Problem statement: Report how many lines in the material that follows contain the string "below", with case counting. Give only the number.

Supplied records:
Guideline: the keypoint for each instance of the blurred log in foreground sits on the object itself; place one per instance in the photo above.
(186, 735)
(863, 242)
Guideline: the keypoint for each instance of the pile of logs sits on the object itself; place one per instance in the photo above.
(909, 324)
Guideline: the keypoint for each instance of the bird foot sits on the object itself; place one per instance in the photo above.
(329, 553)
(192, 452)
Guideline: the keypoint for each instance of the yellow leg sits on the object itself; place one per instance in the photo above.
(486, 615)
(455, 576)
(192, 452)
---
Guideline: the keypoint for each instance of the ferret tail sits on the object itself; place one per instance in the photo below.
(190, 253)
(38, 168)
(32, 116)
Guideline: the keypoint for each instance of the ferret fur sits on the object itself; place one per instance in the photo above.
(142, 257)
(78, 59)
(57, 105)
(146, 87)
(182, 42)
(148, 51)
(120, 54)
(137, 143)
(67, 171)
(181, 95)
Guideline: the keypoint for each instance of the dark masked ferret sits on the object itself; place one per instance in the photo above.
==
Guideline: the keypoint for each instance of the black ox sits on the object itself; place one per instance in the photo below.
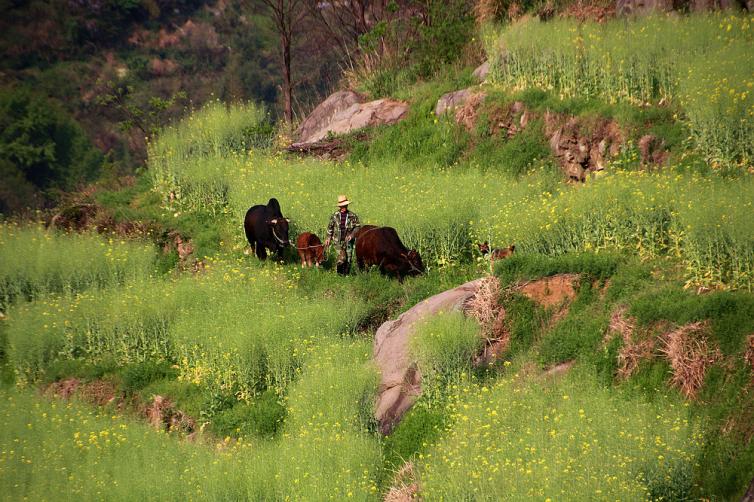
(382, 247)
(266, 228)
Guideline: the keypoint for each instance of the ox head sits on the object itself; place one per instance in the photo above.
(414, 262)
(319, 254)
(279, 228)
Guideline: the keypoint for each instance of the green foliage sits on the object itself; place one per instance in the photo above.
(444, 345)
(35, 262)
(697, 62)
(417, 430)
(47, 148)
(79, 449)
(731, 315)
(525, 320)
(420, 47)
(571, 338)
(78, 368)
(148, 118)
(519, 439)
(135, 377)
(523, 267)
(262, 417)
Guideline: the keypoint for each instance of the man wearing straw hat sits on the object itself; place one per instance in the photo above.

Solution to this task: 2